Word-for-word transcription is needed for all of the entries.

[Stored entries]
########
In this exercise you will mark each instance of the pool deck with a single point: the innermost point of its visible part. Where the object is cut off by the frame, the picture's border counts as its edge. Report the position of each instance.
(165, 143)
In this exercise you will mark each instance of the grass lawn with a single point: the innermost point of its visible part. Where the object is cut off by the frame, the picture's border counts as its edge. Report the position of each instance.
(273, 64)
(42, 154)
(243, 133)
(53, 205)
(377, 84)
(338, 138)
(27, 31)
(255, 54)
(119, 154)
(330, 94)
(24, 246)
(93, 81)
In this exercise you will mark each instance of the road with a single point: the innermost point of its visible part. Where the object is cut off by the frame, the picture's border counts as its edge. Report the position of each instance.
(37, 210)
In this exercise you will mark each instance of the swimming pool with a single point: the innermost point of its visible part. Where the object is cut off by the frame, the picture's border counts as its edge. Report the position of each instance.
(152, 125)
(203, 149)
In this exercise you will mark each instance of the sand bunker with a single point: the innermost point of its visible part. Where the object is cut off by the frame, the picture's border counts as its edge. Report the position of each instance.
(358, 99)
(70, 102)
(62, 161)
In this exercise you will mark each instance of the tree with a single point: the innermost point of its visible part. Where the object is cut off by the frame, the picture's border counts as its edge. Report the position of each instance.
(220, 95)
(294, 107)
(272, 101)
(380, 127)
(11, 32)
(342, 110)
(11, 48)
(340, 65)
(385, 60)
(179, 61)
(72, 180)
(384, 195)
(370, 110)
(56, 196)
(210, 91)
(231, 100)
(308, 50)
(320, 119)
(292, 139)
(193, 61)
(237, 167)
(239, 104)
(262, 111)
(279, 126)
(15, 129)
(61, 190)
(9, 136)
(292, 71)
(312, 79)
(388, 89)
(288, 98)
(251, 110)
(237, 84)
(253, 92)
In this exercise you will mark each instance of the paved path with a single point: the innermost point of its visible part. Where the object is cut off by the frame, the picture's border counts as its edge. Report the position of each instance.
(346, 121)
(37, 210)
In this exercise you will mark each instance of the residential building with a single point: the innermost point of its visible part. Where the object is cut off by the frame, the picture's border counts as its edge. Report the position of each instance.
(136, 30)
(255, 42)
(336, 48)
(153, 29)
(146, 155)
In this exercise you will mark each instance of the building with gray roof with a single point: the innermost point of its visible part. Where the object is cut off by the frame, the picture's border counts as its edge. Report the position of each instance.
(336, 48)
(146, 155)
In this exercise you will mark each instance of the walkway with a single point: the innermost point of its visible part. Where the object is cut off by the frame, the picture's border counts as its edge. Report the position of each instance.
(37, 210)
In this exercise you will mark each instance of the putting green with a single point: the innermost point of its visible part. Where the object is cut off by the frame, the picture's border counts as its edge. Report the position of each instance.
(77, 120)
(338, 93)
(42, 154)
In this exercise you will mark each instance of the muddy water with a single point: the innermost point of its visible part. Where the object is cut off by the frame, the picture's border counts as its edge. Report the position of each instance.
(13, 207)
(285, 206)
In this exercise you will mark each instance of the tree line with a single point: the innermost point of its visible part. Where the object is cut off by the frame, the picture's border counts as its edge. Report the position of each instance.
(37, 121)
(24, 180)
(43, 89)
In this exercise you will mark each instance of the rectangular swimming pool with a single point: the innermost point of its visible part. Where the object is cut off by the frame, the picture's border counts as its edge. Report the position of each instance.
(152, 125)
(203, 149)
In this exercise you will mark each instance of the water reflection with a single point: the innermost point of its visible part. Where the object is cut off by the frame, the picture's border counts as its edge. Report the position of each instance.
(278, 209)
########
FINAL ANSWER:
In this exercise you will mark each instance of the pool deck with a single point: the innermost point of its visible part. Where the object is cut off by the frame, the picture's border counts as its edge. Report the position of each instance.
(165, 143)
In this exercise you will mark each instance of the grass lawn with a single point: the innermost point of its visible part. Where the object is cut off by the frame, the picture's border counts as its edge. Report the position of each instance.
(273, 64)
(42, 154)
(243, 133)
(53, 205)
(377, 84)
(338, 138)
(27, 31)
(255, 54)
(119, 154)
(330, 94)
(24, 246)
(93, 81)
In this exercise you will mark each instance of the road with a single point: the innermost point of its visible part. Where the object is cut off by the frame, the picture's border counts as its edge. Report the position of each instance.
(37, 210)
In this exercise you will mark each instance of the swimming pool with a single point: the innermost point of its visible part. Where the object is cut off by the frame, the picture's border counts as its edge. Report the position of each instance.
(152, 125)
(203, 149)
In this exercise you will mark each instance of the sand bunker with a single point: the innermost point of its visible part. Where the object is cut off by the frame, the picture's border counts as its edge. Report the position of each instance.
(358, 99)
(70, 102)
(62, 161)
In this exercise you will mark each instance of the tree with a single point: the innermost point of its visible part. Where the object is cut off by the frame, the picture's border counts as its edge. Report the position of each instance.
(220, 95)
(294, 107)
(272, 101)
(380, 127)
(11, 32)
(342, 110)
(11, 48)
(340, 65)
(385, 60)
(179, 61)
(72, 180)
(384, 195)
(370, 110)
(56, 196)
(210, 91)
(231, 100)
(308, 50)
(320, 119)
(292, 139)
(193, 61)
(237, 167)
(239, 104)
(262, 111)
(279, 126)
(15, 129)
(61, 190)
(9, 136)
(292, 71)
(312, 79)
(388, 89)
(288, 98)
(251, 110)
(237, 84)
(253, 92)
In this exercise you will mark each instance of the paved path with a single point: the innermost point of its visible part. Where the object is cut off by the frame, the picture's border counts as its edge. Report the position of each instance.
(346, 121)
(37, 210)
In this exercise you will mark each instance of the residential building with a single point: the innermost point of its visible part. Where the object is cut off by the frame, the picture's border counts as its edge. Report the position of each instance.
(136, 30)
(255, 42)
(336, 48)
(153, 29)
(146, 155)
In this exercise you will mark each instance of the building with gray roof with a single point: the innermost point of its visible part. Where the object is cut off by the frame, the picture's border counts as its edge. Report the position of each instance.
(336, 48)
(146, 155)
In this exercise you will mark each instance of the walkway with a single point: the innermost point of its visible part. Where the object is cut off by the frame, the picture's border counts as its edge. Report the position of each instance.
(37, 210)
In this exercise you will mark each instance of the putting green with a single point: the innermost point of its visible part. Where the object is cut off by the frame, the picture's border counts as its edge. Report the position of each instance.
(77, 120)
(338, 93)
(42, 154)
In this exercise you will mark each instance of the muddy water with a single point: the innermost point of its visible part. Where the object is cut off by the frame, the picture's border counts as its edge. Report the position of each instance.
(13, 207)
(285, 206)
In this exercise you will mark each instance of the tree line with a single point: the innermost point of its visible part. Where the object is cut off by the frame, the picture's border counts as its edge. Report the position of each instance.
(37, 121)
(24, 180)
(43, 89)
In this exercise you will mark each instance of the rectangular swimming pool with a single point: the innermost point of its visible part. Where the object is cut off by the frame, the picture's border counts as its edge. Report the position of each instance.
(152, 125)
(203, 149)
In this exercise you will mark each instance of the water reflection with a single point: the innermost point of its visible part. Where the object is cut off by the frame, the picture's border counts as its edge. Report the position of each instance.
(278, 209)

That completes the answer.